### GIVEN PASSAGE

Many (if not most) of these contemporary technologies leverage machine learning, a rapidly growing body of computing techniques that most people conflate with artificial intelligence. A.I., a research discipline that encompasses machine learning, is also used by laypersons as a term to describe machines doing things that we, as a culture, consider in that moment to be “human” activities, not “computer” activities. This is a moving target, so an average American in the early 1990s could very well have described things like GPS navigation systems as “artificial intelligence,” even if, from a computer scientist’s perspective, this product does not use A.I. in a formal way.

Machine learning, generally speaking, works through a process of learning and recognition, in a manner deliberately modeled after human cognition. For example, humans learn to recognize cats by seeing lots of cats (in real life or in media) and learning to extrapolate the core features of what makes a cat—whiskers, eyes with slit pupils, tails, etc. We also learn to recognize cats by comparing cats against other things we see and learning to distinguish among them. A cat is not a dog, nor is it a lampshade. Computers “learn” or, more accurately, are trained, through a similar process. They receive a little help from human supervisors, who point out the features to pay attention to in order to recognize, say, types of objects in a picture.

######

How would you put this sentence from the passage on machine learning into Spanish: "We also learn to recognize cats by comparing cats against other things we see and learning to distinguish among them."

### COLLECTED DATA

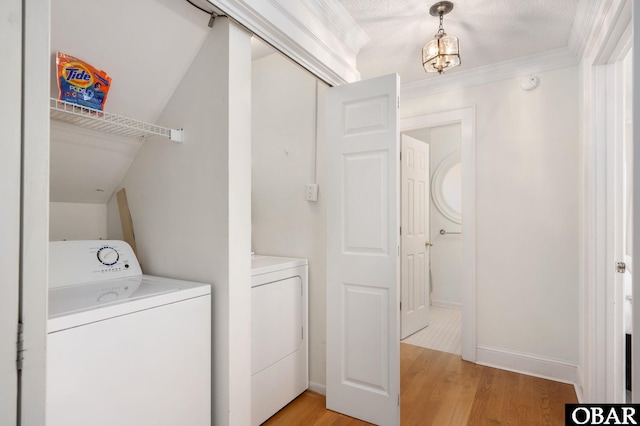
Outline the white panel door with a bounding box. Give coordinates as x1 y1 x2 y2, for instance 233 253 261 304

######

__THE COMPLETED TASK__. También aprendemos a reconocer a los gatos comparándolos con otras cosas que vemos y aprendiendo a distinguir entre ellas.